[Dataset items]
+-------+
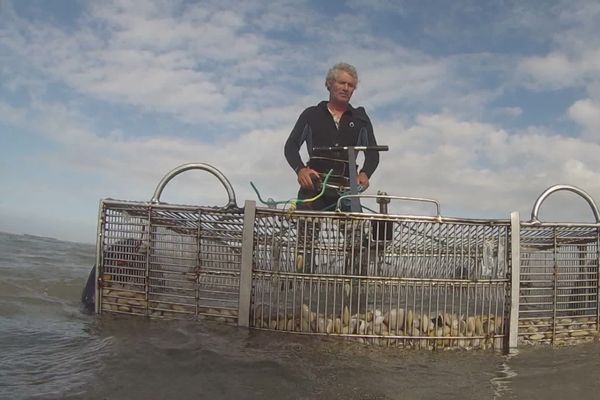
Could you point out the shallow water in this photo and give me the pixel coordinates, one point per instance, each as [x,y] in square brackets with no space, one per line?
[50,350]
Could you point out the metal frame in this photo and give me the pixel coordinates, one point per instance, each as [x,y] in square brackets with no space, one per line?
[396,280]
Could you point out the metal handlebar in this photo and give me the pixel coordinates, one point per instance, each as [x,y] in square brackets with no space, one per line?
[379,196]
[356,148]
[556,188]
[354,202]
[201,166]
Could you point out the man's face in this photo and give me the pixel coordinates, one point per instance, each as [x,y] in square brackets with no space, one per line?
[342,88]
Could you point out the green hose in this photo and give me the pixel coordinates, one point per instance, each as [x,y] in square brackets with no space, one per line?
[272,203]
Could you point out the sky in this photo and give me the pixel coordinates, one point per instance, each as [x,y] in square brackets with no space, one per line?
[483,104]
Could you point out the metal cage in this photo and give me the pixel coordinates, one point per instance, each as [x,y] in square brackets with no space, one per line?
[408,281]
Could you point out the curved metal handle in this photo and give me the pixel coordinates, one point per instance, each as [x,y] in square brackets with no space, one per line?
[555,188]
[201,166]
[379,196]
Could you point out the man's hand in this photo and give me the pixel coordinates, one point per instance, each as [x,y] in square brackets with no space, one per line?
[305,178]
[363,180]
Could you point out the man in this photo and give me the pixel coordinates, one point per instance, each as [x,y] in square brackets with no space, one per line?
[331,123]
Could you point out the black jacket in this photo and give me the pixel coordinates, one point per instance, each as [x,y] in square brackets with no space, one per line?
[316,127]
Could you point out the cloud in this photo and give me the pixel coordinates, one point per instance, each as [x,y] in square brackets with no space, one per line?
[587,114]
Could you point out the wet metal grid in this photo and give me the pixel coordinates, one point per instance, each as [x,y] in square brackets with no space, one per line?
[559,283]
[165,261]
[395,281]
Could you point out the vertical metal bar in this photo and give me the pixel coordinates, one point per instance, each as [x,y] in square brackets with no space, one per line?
+-------+
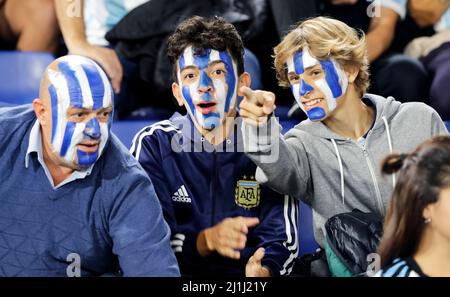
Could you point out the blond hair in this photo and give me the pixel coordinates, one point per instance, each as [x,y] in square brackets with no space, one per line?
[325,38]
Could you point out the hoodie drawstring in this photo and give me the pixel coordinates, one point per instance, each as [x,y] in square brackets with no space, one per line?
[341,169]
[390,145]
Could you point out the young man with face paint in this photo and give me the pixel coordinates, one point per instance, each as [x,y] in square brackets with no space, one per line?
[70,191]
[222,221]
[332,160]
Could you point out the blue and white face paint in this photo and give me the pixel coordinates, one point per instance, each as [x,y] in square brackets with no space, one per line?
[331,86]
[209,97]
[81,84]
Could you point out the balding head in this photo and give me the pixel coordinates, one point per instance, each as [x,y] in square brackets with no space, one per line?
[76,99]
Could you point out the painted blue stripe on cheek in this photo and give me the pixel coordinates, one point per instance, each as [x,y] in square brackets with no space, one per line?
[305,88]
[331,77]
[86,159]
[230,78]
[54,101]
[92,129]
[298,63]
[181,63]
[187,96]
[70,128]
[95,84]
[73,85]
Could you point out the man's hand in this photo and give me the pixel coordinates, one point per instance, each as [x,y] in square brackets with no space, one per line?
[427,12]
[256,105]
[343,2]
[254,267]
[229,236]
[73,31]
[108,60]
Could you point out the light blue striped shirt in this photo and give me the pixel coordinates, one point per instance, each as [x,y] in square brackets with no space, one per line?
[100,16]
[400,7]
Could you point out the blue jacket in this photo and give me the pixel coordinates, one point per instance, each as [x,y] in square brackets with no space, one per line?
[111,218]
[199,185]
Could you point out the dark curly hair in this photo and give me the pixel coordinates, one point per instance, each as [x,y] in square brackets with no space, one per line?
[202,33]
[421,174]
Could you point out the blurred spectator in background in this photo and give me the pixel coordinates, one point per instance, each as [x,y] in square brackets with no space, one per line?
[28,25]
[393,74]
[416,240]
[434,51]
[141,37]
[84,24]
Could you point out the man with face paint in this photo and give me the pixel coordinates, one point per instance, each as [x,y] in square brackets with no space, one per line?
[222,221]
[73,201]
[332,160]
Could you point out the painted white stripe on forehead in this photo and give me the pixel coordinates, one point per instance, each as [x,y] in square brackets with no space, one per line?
+-------+
#### WHAT YOU SHOULD DO
Taking the lines above, repeat exactly those from the line that contains "Could you point out the blurred" through the line that contains "Could you point out the painted white", and both of those lines as well. Include nothing else.

#### EXERCISE OUTPUT
Could you point out the blurred spectator in background in this photo and give me the pixel coordinates, one point per instance, each as [x,y] in square brackets with no space, one per line?
[28,25]
[393,74]
[416,240]
[434,51]
[141,37]
[84,24]
Could you point out the man with face paint in this photo and give me the pixel coordinates, one point per instance, each as [x,y] in square brackets with no space, one per line?
[222,221]
[73,201]
[332,160]
Could you point out the painted white stripe on forehead in this photo and give me the pixel coordinates, one point per instance, each as [x,y] in square brackets with no space, one per line?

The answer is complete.